#### Work required
Quote the part of the KDDL workshop trip report below that starts with "Fort Worth Museum" and goes on through "are summarized here.".

#### Text to read
+---+

2018-06-11: Knowledge Discovery From Digital Libraries (KDDL) Workshop Trip Report from JCDL2018

Fort Worth Museum of Science & History 9/11 Tribute

The theme of the workshop on Knowledge Discovery from Digital Libraries (KDDL) was to uncover hidden relationships between data with techniques from artificial intelligence, mathematics, statistics, and algorithms. The workshop organizers, which included ODU Computer Science alumna, Dr. Hui Shi, Dr. Wu He, and Dr. Guandong Xu identified the following objectives that we were to explore:
  • Existing and novel techniques to extract and present knowledge from digital libraries;
  • Advanced ways to organize and maintain digital libraries to facilitate knowledge discovery;
  • Knowledge discovery applications in business; and
  • New challenges and technologies brought to the area of knowledge discovery and digital libraries.

The KDDL workshop consisted of three paper presentations which are summarized here.

Presentation 1: I presented my work on Mining the Web to Approximate University Rankings based on the tech report "University Twitter Engagement: Using Twitter Followers to Rank Universities" (https://arxiv.org/abs/1708.05790) and discussed in an earlier blog post.

+---+

#### Record extracts

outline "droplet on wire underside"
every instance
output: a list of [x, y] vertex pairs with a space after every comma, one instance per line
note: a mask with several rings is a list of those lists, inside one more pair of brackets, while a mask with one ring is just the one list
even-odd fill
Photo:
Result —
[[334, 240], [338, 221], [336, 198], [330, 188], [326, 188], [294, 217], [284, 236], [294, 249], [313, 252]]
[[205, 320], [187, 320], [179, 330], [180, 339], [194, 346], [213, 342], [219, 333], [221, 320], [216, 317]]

+---+

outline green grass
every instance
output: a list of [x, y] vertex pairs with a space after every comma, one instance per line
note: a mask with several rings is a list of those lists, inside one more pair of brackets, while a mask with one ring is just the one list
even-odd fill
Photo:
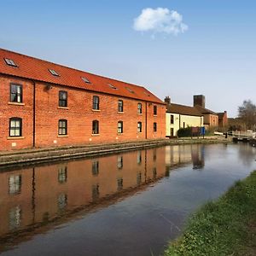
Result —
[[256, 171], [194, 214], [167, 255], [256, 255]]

+---+

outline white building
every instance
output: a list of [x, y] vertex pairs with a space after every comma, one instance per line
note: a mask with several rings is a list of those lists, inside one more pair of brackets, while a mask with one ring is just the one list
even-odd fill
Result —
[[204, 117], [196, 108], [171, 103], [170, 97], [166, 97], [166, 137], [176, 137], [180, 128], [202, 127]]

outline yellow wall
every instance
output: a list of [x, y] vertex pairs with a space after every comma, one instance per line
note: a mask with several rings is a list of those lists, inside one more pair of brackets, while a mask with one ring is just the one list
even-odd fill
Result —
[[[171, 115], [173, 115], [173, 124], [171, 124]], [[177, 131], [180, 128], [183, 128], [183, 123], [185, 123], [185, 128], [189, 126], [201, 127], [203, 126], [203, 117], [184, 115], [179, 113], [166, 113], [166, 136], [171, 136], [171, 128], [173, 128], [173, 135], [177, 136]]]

+---+

#### Result of the task
Fort Worth Museum of Science & History 9/11 Tribute

The theme of the workshop on Knowledge Discovery from Digital Libraries (KDDL) was to uncover hidden relationships between data with techniques from artificial intelligence, mathematics, statistics, and algorithms. The workshop organizers, which included ODU Computer Science alumna, Dr. Hui Shi, Dr. Wu He, and Dr. Guandong Xu identified the following objectives that we were to explore:
  • Existing and novel techniques to extract and present knowledge from digital libraries;
  • Advanced ways to organize and maintain digital libraries to facilitate knowledge discovery;
  • Knowledge discovery applications in business; and
  • New challenges and technologies brought to the area of knowledge discovery and digital libraries.

The KDDL workshop consisted of three paper presentations which are summarized here.